Each ballpark has a distinctive bug profile, dictated by climate, architecture and other variables. Whether open to the air or domed, plastic-turfed or grassed, each stadium supports an ecology not precisely like any other.
Of course, baseball's three domed stadiums—Houston's Astrodome, Minnesota's Metrodome and Seattle's King-dome—generally have few problems related to insects. The Kingdome's facility director, Ron Cline, said, "To be honest, we have some problems with rodents—we get rats from the docks—but insects, I don't notice a problem comparable to other stadiums'." The Metro-dome in Minneapolis also has pretty much succeeded in banishing bugs. The stadium's roof is supported by 20 electric fans that produce a positive roof-raising air pressure of three to six pounds per square foot inside the entire Dome. This causes a stiff outbound breeze to blow whenever an outside door or window is opened. "I'm sure it's virtually impossible for a mosquito or fly to get into the Metrodome," said John O'Reilly of Plunkett Exterminators, the Dome's official exterminator. "They can't go against the wind."
It occurred to me that an interesting contrast in ballparks and their insect life might best be found in a comparison of one park that has real grass with one carpeted with ersatz turf. Quite arbitrarily I selected Comiskey Park in Chicago for the natural grass environment and Royals Stadium in Kansas City for the artificial. I invited local entomologists to explore the life and times of the bugs at each site.
For the Comiskey Park expedition, I enlisted as my guide one of the country's leading urban entomologists. Dr. Gary Bennett of Purdue University. The twilight sky was overcast when we stepped onto the field during batting practice before a game between the White Sox and the Texas Rangers. At the short, padded wall behind home plate, where Dr. Bennett gently kicked a loose pad, a cloud of fungus, gnats and midges flew out. They were followed immediately by a sludge-loving yellow-and-black syrphid fly.
Bennett looked up quickly. "Hello! There goes a mosquito hawk!" he said, as a big, gangly bug drifted above us and flew off toward the outfield. In the grass behind the batting cage, Bennett flushed up some bugs with his foot and said, "Uh-oh, they've got planthoppers!" He brushed his foot over the grass again. Sproing! A grasshopper. He moved his foot a third time. A cloud of gnats rose up toward us. "Boy, have they got a lot of turf pests!" he chortled.
The visiting team's dugout yielded a striped cucumber beetle. "What's he doing here?" Bennett asked. "He should be feasting on a zucchini somewhere."
When the tour was over, the professor was ecstatic in his assessment of Comiskey Park. "It's an entomologist's paradise," he said.
Royals Stadium was not that at all. I went there one summer afternoon with two entomologists from Kansas State University, Judy Bertholf and Bill Ramoska. They came equipped with a minimum of gear—guidebooks, jars, tweezers, a camera, a flashlight. The ersatz playing surface—a petroleum product—seemed about as welcoming to a bug as a glass of turpentine to a wine connoisseur. While it is true that moths and carpet beetles chewed up part of the Tartan Turf rug at Pittsburgh's Three Rivers Stadium after it opened in 1970, laboratory improvements supposedly have since made the carpet insectproof. Nothing was to be seen on the field at Royals Stadium, so we went into the stands and the tunnels. Again, nothing. Bertholf was shaking her head. Was she indicating that Royals Stadium was devoid of bugs?
"Oh, no, it's got bugs," she said comfortingly.
Sure enough, in a cool, dark tunnel behind the Royals' dugout, Bertholf spotted a large, flat, oval bug cowering against a concrete wall. Moving with the grace of a shortstop, she pounced on the specimen. "This is the German cockroach," she said in calm, clinical tones.

--- Try it ---
Answer these questions about the text on ballpark bugs:
1. How many electric fans support the Metrodome's roof?
2. Which entomologist guided the Comiskey Park visit, and what university was he from?
3. What bug did Bertholf catch in the tunnel behind the Royals' dugout?
Nothing in the items is needed here.

--- Supplied records ---
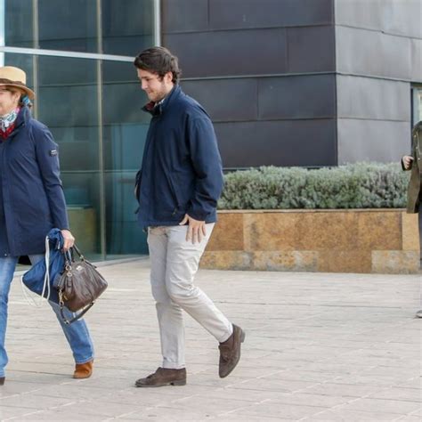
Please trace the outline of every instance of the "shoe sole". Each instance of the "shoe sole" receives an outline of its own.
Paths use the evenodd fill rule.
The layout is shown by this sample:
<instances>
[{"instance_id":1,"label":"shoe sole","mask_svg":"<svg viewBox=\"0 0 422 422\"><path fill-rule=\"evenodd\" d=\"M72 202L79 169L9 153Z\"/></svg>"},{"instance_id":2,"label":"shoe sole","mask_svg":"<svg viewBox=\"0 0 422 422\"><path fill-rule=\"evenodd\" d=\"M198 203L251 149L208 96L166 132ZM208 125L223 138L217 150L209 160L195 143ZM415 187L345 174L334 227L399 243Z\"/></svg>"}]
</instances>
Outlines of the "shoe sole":
<instances>
[{"instance_id":1,"label":"shoe sole","mask_svg":"<svg viewBox=\"0 0 422 422\"><path fill-rule=\"evenodd\" d=\"M138 388L157 388L160 386L166 386L166 385L186 385L186 380L183 379L181 381L172 381L171 383L165 383L165 384L156 384L156 385L148 385L146 384L136 384L134 385L135 387Z\"/></svg>"},{"instance_id":2,"label":"shoe sole","mask_svg":"<svg viewBox=\"0 0 422 422\"><path fill-rule=\"evenodd\" d=\"M241 329L241 333L240 333L240 344L242 344L242 343L245 341L245 337L246 337L246 333L245 333L245 331L243 331L243 329ZM236 361L236 363L233 365L233 368L231 368L231 369L230 369L230 371L227 372L227 374L223 375L223 377L220 375L220 378L225 378L225 377L228 377L230 374L231 374L231 372L234 370L234 369L238 366L239 361L240 361L240 354L241 354L241 347L239 348L239 358L238 358L238 360Z\"/></svg>"}]
</instances>

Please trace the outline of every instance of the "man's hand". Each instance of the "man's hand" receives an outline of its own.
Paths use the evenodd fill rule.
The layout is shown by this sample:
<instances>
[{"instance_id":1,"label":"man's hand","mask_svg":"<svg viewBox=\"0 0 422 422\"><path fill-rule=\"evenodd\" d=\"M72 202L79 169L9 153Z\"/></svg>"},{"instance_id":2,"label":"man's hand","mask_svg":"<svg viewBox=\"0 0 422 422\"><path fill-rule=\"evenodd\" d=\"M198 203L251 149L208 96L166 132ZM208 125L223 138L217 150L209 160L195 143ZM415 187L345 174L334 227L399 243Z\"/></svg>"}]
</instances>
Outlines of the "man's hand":
<instances>
[{"instance_id":1,"label":"man's hand","mask_svg":"<svg viewBox=\"0 0 422 422\"><path fill-rule=\"evenodd\" d=\"M404 168L405 168L406 170L409 170L409 169L410 168L411 163L412 163L413 159L414 159L413 157L411 157L411 156L410 156L410 155L405 155L405 156L402 158L402 162L403 162Z\"/></svg>"},{"instance_id":2,"label":"man's hand","mask_svg":"<svg viewBox=\"0 0 422 422\"><path fill-rule=\"evenodd\" d=\"M195 220L187 214L184 215L184 218L179 223L179 225L184 225L188 223L188 231L186 233L186 241L191 240L193 244L197 241L200 243L202 239L207 236L207 227L205 222Z\"/></svg>"},{"instance_id":3,"label":"man's hand","mask_svg":"<svg viewBox=\"0 0 422 422\"><path fill-rule=\"evenodd\" d=\"M75 238L69 230L61 230L61 236L63 236L63 252L68 252L70 248L75 244Z\"/></svg>"}]
</instances>

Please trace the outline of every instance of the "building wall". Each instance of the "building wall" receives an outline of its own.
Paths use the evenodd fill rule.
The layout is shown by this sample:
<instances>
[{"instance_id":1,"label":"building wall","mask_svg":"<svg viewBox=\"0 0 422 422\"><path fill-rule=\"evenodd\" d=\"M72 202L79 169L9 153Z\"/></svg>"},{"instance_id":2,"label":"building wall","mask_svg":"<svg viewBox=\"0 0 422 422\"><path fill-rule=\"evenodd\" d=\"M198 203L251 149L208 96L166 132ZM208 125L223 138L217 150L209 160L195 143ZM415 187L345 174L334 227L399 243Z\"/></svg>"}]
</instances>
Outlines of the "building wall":
<instances>
[{"instance_id":1,"label":"building wall","mask_svg":"<svg viewBox=\"0 0 422 422\"><path fill-rule=\"evenodd\" d=\"M162 44L224 166L337 164L332 0L162 0Z\"/></svg>"},{"instance_id":2,"label":"building wall","mask_svg":"<svg viewBox=\"0 0 422 422\"><path fill-rule=\"evenodd\" d=\"M422 83L421 0L336 0L338 163L409 152Z\"/></svg>"}]
</instances>

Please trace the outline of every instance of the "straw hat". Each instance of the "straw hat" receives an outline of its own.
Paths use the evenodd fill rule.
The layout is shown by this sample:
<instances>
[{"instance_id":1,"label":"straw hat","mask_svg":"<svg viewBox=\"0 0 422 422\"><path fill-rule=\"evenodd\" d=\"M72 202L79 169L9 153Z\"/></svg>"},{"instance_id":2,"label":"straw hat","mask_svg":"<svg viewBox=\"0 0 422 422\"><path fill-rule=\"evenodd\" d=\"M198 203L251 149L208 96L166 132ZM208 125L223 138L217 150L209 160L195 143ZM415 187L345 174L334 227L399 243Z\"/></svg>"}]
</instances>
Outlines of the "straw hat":
<instances>
[{"instance_id":1,"label":"straw hat","mask_svg":"<svg viewBox=\"0 0 422 422\"><path fill-rule=\"evenodd\" d=\"M19 68L13 66L0 67L0 85L14 86L20 88L34 100L34 91L27 86L27 74Z\"/></svg>"}]
</instances>

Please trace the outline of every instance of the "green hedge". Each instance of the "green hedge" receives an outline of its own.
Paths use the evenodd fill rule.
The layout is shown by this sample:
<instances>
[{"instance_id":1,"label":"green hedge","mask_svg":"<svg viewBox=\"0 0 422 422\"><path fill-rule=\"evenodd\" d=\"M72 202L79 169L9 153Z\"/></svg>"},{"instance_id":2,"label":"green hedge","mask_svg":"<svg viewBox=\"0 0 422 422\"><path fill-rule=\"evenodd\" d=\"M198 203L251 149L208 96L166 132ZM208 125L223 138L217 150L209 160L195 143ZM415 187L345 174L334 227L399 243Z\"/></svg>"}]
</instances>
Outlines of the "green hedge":
<instances>
[{"instance_id":1,"label":"green hedge","mask_svg":"<svg viewBox=\"0 0 422 422\"><path fill-rule=\"evenodd\" d=\"M408 181L399 164L239 170L225 175L218 208L400 208Z\"/></svg>"}]
</instances>

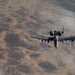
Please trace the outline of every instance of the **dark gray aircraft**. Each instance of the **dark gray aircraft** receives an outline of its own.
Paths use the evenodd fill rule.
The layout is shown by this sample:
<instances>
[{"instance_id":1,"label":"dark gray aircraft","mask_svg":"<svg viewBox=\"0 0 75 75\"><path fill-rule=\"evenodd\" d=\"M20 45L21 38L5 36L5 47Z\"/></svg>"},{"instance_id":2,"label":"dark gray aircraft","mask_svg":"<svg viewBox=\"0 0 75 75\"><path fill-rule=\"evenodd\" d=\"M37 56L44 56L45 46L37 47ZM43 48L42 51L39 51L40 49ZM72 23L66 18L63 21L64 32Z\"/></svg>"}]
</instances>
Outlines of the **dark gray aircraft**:
<instances>
[{"instance_id":1,"label":"dark gray aircraft","mask_svg":"<svg viewBox=\"0 0 75 75\"><path fill-rule=\"evenodd\" d=\"M71 42L74 42L74 40L75 40L75 36L61 37L64 34L64 27L63 27L62 31L49 31L49 34L52 37L37 36L37 35L33 35L31 37L35 38L35 39L39 39L42 42L45 41L45 42L49 43L50 41L54 41L55 48L58 47L58 41L64 43L64 41L68 41L69 40Z\"/></svg>"}]
</instances>

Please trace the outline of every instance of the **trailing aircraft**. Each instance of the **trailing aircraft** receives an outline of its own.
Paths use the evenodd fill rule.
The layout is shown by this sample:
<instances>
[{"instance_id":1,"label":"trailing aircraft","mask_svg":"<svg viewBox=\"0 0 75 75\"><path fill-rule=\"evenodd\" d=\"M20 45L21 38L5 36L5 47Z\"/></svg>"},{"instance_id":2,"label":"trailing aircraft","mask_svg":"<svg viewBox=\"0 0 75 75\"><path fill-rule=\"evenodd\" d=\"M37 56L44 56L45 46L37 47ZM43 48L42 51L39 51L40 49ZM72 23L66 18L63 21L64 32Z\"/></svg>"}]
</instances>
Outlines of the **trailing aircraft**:
<instances>
[{"instance_id":1,"label":"trailing aircraft","mask_svg":"<svg viewBox=\"0 0 75 75\"><path fill-rule=\"evenodd\" d=\"M64 34L64 27L62 31L49 31L48 32L50 34L50 37L45 37L45 36L37 36L37 35L33 35L31 36L32 38L35 39L39 39L42 42L50 42L50 41L54 41L54 47L57 48L58 47L58 41L63 42L64 41L71 41L74 42L75 40L75 36L69 36L69 37L63 37L62 35Z\"/></svg>"}]
</instances>

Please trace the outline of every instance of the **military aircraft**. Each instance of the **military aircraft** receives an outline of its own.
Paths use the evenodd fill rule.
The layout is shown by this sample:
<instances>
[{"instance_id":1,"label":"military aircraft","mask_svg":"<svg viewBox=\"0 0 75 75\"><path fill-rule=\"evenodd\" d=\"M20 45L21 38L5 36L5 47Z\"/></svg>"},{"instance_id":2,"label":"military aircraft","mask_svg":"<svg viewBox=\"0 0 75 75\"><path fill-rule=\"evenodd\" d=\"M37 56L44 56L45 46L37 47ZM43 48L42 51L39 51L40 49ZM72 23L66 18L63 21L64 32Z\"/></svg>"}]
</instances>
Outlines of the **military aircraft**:
<instances>
[{"instance_id":1,"label":"military aircraft","mask_svg":"<svg viewBox=\"0 0 75 75\"><path fill-rule=\"evenodd\" d=\"M63 42L64 41L71 41L74 42L75 40L75 36L69 36L69 37L63 37L62 35L64 34L64 27L62 31L49 31L48 32L50 34L51 37L45 37L45 36L37 36L37 35L33 35L31 36L32 38L35 39L39 39L42 42L50 42L50 41L54 41L54 47L57 48L58 47L58 41Z\"/></svg>"}]
</instances>

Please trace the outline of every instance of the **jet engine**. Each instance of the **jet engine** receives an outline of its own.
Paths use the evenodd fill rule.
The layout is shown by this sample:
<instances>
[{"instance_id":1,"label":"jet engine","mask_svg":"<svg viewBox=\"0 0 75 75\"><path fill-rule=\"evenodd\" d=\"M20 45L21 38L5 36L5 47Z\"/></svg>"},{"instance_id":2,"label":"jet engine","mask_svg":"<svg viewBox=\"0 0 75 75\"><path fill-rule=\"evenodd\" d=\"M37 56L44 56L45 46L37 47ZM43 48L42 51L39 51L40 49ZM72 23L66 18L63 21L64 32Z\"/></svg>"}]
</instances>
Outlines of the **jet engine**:
<instances>
[{"instance_id":1,"label":"jet engine","mask_svg":"<svg viewBox=\"0 0 75 75\"><path fill-rule=\"evenodd\" d=\"M54 35L54 32L53 31L50 31L50 35L53 36Z\"/></svg>"}]
</instances>

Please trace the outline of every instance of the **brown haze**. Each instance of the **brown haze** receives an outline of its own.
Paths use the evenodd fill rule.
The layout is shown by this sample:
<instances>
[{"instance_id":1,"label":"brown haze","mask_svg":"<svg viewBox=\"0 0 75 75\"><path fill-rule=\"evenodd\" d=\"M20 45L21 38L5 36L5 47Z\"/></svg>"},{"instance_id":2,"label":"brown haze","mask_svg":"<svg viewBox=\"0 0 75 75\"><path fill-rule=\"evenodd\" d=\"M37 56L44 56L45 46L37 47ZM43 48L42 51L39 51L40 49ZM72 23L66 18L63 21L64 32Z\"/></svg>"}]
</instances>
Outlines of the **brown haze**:
<instances>
[{"instance_id":1,"label":"brown haze","mask_svg":"<svg viewBox=\"0 0 75 75\"><path fill-rule=\"evenodd\" d=\"M75 0L0 0L0 75L75 75L75 44L30 37L74 25Z\"/></svg>"}]
</instances>

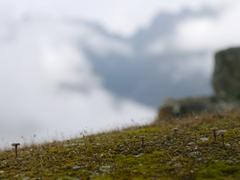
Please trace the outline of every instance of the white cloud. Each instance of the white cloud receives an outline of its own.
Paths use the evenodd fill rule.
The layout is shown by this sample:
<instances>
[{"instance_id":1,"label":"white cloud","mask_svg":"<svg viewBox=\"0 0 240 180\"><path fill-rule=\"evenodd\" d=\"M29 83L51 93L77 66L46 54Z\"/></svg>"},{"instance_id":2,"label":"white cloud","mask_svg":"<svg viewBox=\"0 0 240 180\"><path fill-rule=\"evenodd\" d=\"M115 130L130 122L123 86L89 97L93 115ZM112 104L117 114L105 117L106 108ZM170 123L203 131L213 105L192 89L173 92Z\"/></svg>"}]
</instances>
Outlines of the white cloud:
<instances>
[{"instance_id":1,"label":"white cloud","mask_svg":"<svg viewBox=\"0 0 240 180\"><path fill-rule=\"evenodd\" d=\"M108 30L122 35L131 35L139 27L149 25L160 11L179 11L183 7L199 9L202 6L214 9L226 8L234 0L1 0L0 19L7 14L19 17L35 14L53 17L78 17L97 21Z\"/></svg>"},{"instance_id":2,"label":"white cloud","mask_svg":"<svg viewBox=\"0 0 240 180\"><path fill-rule=\"evenodd\" d=\"M180 49L209 49L215 51L228 46L240 45L240 3L209 18L190 18L177 30L176 44Z\"/></svg>"},{"instance_id":3,"label":"white cloud","mask_svg":"<svg viewBox=\"0 0 240 180\"><path fill-rule=\"evenodd\" d=\"M0 40L0 119L8 129L0 127L0 135L5 143L11 138L22 142L22 135L32 140L32 134L40 140L61 138L61 133L67 138L85 129L99 132L130 125L131 119L143 124L153 118L153 109L120 100L102 87L77 43L85 35L84 25L51 19L18 22L12 21L14 37ZM91 41L97 35L89 32ZM102 37L96 47L105 45ZM106 51L114 48L118 46ZM89 91L61 90L62 83Z\"/></svg>"}]
</instances>

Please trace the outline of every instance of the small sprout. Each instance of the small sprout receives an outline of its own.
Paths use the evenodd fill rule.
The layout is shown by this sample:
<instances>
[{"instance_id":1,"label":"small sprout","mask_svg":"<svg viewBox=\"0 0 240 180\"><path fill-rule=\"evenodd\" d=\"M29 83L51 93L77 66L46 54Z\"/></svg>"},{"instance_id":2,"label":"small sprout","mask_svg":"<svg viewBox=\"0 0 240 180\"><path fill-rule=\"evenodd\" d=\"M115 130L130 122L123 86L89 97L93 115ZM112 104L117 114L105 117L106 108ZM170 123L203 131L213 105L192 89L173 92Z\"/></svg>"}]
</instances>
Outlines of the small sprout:
<instances>
[{"instance_id":1,"label":"small sprout","mask_svg":"<svg viewBox=\"0 0 240 180\"><path fill-rule=\"evenodd\" d=\"M144 136L141 136L141 147L145 147Z\"/></svg>"},{"instance_id":2,"label":"small sprout","mask_svg":"<svg viewBox=\"0 0 240 180\"><path fill-rule=\"evenodd\" d=\"M225 135L226 132L227 132L226 130L219 130L218 133L217 133L218 135L220 135L222 137L222 144L223 144L223 146L225 146L224 135Z\"/></svg>"},{"instance_id":3,"label":"small sprout","mask_svg":"<svg viewBox=\"0 0 240 180\"><path fill-rule=\"evenodd\" d=\"M20 146L20 143L12 143L12 146L15 149L15 157L18 157L18 146Z\"/></svg>"},{"instance_id":4,"label":"small sprout","mask_svg":"<svg viewBox=\"0 0 240 180\"><path fill-rule=\"evenodd\" d=\"M207 138L207 137L203 137L203 138L200 138L200 140L201 140L202 142L207 142L207 141L208 141L208 138Z\"/></svg>"},{"instance_id":5,"label":"small sprout","mask_svg":"<svg viewBox=\"0 0 240 180\"><path fill-rule=\"evenodd\" d=\"M217 128L211 128L214 142L217 141Z\"/></svg>"},{"instance_id":6,"label":"small sprout","mask_svg":"<svg viewBox=\"0 0 240 180\"><path fill-rule=\"evenodd\" d=\"M178 133L178 128L173 128L173 132L176 135Z\"/></svg>"}]
</instances>

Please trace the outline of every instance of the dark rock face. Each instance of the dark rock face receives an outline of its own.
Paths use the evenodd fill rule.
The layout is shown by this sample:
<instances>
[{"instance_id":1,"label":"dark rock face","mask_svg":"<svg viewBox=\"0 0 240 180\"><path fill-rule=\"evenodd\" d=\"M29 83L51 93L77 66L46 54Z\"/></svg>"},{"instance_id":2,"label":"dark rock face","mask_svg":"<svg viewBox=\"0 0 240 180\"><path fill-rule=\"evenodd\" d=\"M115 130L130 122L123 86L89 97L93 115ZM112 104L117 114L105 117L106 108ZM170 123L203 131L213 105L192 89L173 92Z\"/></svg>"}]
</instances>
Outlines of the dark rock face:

--- Result of this task ---
1. 20
2. Dr. Gary Bennett, of Purdue University
3. A German cockroach